Requirement:
Turn the lines from the start of the listing through the line that contains "box: [521, 400, 629, 478]" into a numbered list, including both ends. Leave out blank lines and pictures.

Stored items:
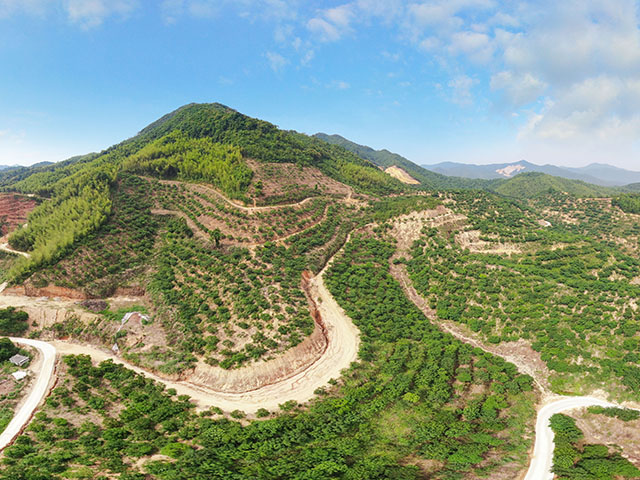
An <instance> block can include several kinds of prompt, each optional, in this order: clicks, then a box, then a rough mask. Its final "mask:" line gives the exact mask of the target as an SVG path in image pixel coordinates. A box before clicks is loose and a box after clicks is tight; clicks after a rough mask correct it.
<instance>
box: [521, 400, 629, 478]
mask: <svg viewBox="0 0 640 480" xmlns="http://www.w3.org/2000/svg"><path fill="white" fill-rule="evenodd" d="M593 405H596V406H600V407H620V405H616V404H615V403H611V402H606V401H604V400H600V399H599V398H594V397H556V398H555V399H553V400H552V401H550V402H549V403H547V404H546V405H545V406H544V407H542V408H541V409H540V410H539V411H538V419H537V420H536V443H535V446H534V448H533V457H532V458H531V464H530V465H529V470H528V471H527V475H526V476H525V477H524V480H553V476H554V475H553V473H552V472H551V467H552V465H553V449H554V447H555V444H554V441H553V431H552V430H551V427H549V420H550V419H551V417H552V416H553V415H554V414H556V413H561V412H566V411H568V410H574V409H576V408H582V407H590V406H593Z"/></svg>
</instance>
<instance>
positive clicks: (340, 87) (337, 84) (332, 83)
mask: <svg viewBox="0 0 640 480" xmlns="http://www.w3.org/2000/svg"><path fill="white" fill-rule="evenodd" d="M350 87H351V85H349V83H347V82H345V81H343V80H334V81H333V82H331V83H330V84H329V88H335V89H337V90H347V89H349V88H350Z"/></svg>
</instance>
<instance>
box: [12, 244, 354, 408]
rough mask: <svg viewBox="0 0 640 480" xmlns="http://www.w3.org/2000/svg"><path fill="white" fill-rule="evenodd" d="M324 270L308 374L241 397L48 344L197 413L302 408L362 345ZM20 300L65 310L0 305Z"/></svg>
mask: <svg viewBox="0 0 640 480" xmlns="http://www.w3.org/2000/svg"><path fill="white" fill-rule="evenodd" d="M345 244H346V242H345ZM333 258H335V255H334V257H332V259H331V260H329V262H328V263H327V267H328V266H329V265H330V264H331V262H332V261H333ZM327 267H325V269H323V270H322V272H320V273H319V274H318V275H317V276H315V277H314V278H312V279H311V280H310V294H311V296H312V297H313V299H314V301H315V303H316V305H317V308H318V310H319V312H320V315H321V316H322V319H323V321H324V327H325V329H326V336H327V348H326V350H325V351H324V353H323V354H322V355H320V357H319V358H318V359H317V360H316V361H315V362H314V363H312V364H311V365H309V366H308V367H307V368H306V369H304V370H302V371H300V372H298V373H297V374H295V375H293V376H291V377H289V378H286V379H283V380H281V381H278V382H275V383H273V384H270V385H265V386H263V387H260V388H256V389H255V390H250V391H247V392H243V393H226V392H222V391H217V390H214V389H211V388H207V387H206V386H203V385H196V384H193V383H191V382H186V381H170V380H166V379H164V378H161V377H159V376H157V375H155V374H153V373H150V372H147V371H145V370H143V369H142V368H139V367H136V366H134V365H131V364H129V363H128V362H126V361H124V360H123V359H121V358H119V357H117V356H115V355H113V354H112V353H111V352H109V351H106V350H101V349H99V348H96V347H92V346H88V345H79V344H76V343H71V342H66V341H60V340H57V341H53V342H51V345H53V346H54V347H55V348H56V349H57V350H58V352H59V353H62V354H86V355H89V356H91V358H92V359H93V360H94V361H97V362H100V361H103V360H108V359H111V360H113V361H114V362H115V363H119V364H122V365H125V366H126V367H128V368H130V369H132V370H134V371H136V372H138V373H141V374H143V375H145V376H147V377H149V378H152V379H154V380H156V381H158V382H162V383H164V384H165V385H167V387H169V388H175V389H176V391H177V392H178V393H180V394H185V395H189V396H190V397H192V398H193V399H194V401H195V402H196V404H197V406H198V407H199V408H201V409H205V408H208V407H211V406H217V407H219V408H221V409H223V410H225V411H233V410H242V411H244V412H246V413H249V414H252V413H255V412H256V411H257V410H258V409H260V408H266V409H267V410H271V411H275V410H278V408H279V405H280V404H282V403H284V402H286V401H289V400H295V401H296V402H299V403H304V402H306V401H308V400H310V399H311V398H312V397H313V396H314V392H315V390H316V389H318V388H319V387H322V386H325V385H326V384H327V382H328V381H329V380H331V379H334V378H335V379H337V378H339V377H340V375H341V372H342V370H344V369H346V368H348V367H349V366H350V365H351V363H352V362H354V361H355V360H356V359H357V355H358V349H359V346H360V332H359V330H358V328H357V327H356V326H355V325H354V324H353V322H352V321H351V319H350V318H349V317H348V316H347V315H346V313H345V312H344V311H343V310H342V308H340V306H339V305H338V304H337V303H336V301H335V300H334V298H333V297H332V296H331V294H330V293H329V291H328V290H327V288H326V286H325V284H324V280H323V276H324V273H325V271H326V269H327ZM21 301H23V302H26V301H29V302H34V301H35V302H36V303H37V304H38V305H39V306H40V307H41V308H46V305H50V306H51V309H53V310H55V309H57V308H61V306H64V305H66V303H64V302H60V301H56V300H51V299H44V298H38V299H33V298H30V297H22V296H14V295H0V305H13V306H16V307H20V306H21ZM67 303H68V302H67ZM41 343H42V342H41Z"/></svg>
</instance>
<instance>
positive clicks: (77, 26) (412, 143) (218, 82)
mask: <svg viewBox="0 0 640 480" xmlns="http://www.w3.org/2000/svg"><path fill="white" fill-rule="evenodd" d="M638 9H639V3H638V2H637V1H633V0H593V1H592V0H582V1H573V0H567V1H563V2H555V1H547V0H539V1H532V2H512V1H505V2H498V1H494V0H441V1H421V0H413V1H399V0H353V1H344V0H342V1H313V0H307V1H303V0H234V1H231V0H157V1H152V0H0V164H25V165H26V164H30V163H34V162H38V161H44V160H48V161H56V160H62V159H64V158H67V157H70V156H72V155H77V154H82V153H87V152H89V151H97V150H101V149H103V148H106V147H108V146H110V145H112V144H114V143H117V142H119V141H120V140H122V139H124V138H127V137H130V136H133V135H135V134H136V132H138V131H139V130H140V129H142V128H143V127H144V126H146V125H147V124H148V123H150V122H152V121H153V120H155V119H157V118H158V117H160V116H162V115H163V114H165V113H167V112H169V111H171V110H173V109H175V108H177V107H179V106H180V105H183V104H185V103H189V102H221V103H224V104H226V105H229V106H231V107H233V108H235V109H237V110H239V111H240V112H243V113H245V114H248V115H251V116H255V117H259V118H263V119H265V120H268V121H271V122H273V123H275V124H277V125H279V126H280V127H282V128H286V129H295V130H298V131H302V132H305V133H310V134H311V133H315V132H319V131H322V132H326V133H339V134H341V135H343V136H345V137H347V138H349V139H351V140H354V141H356V142H358V143H363V144H367V145H370V146H372V147H374V148H387V149H389V150H392V151H395V152H398V153H400V154H402V155H405V156H406V157H408V158H409V159H411V160H413V161H415V162H416V163H420V164H433V163H437V162H440V161H463V162H469V163H492V162H510V161H517V160H520V159H526V160H529V161H531V162H534V163H538V164H543V163H555V164H560V165H571V166H580V165H585V164H587V163H590V162H604V163H610V164H615V165H618V166H622V167H626V168H632V169H636V170H640V157H639V156H638V154H639V153H640V151H639V150H640V148H639V140H640V29H639V26H638V22H639V13H638Z"/></svg>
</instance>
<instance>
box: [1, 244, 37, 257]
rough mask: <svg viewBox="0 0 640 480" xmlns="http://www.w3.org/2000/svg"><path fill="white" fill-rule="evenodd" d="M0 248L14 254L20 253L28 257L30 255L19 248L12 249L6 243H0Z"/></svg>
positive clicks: (29, 255) (22, 254) (17, 253)
mask: <svg viewBox="0 0 640 480" xmlns="http://www.w3.org/2000/svg"><path fill="white" fill-rule="evenodd" d="M0 250H3V251H5V252H8V253H13V254H14V255H22V256H23V257H25V258H29V257H30V255H29V254H28V253H27V252H21V251H20V250H14V249H13V248H11V247H10V246H9V244H8V243H0Z"/></svg>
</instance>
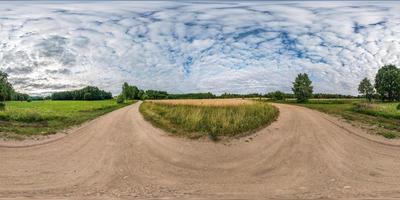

Expected answer:
1. An <instance> block can include several kinds of prompt, each optional, in this order: clicks, then a box, then a rough mask. Its final "mask:" line gives the exact mask of the target as an SVG path in image pixel coordinates. A box before clicks is loose and a box after clicks is tight; clicks after a rough mask correct it.
2. <instance>
3. box: [521, 400, 629, 478]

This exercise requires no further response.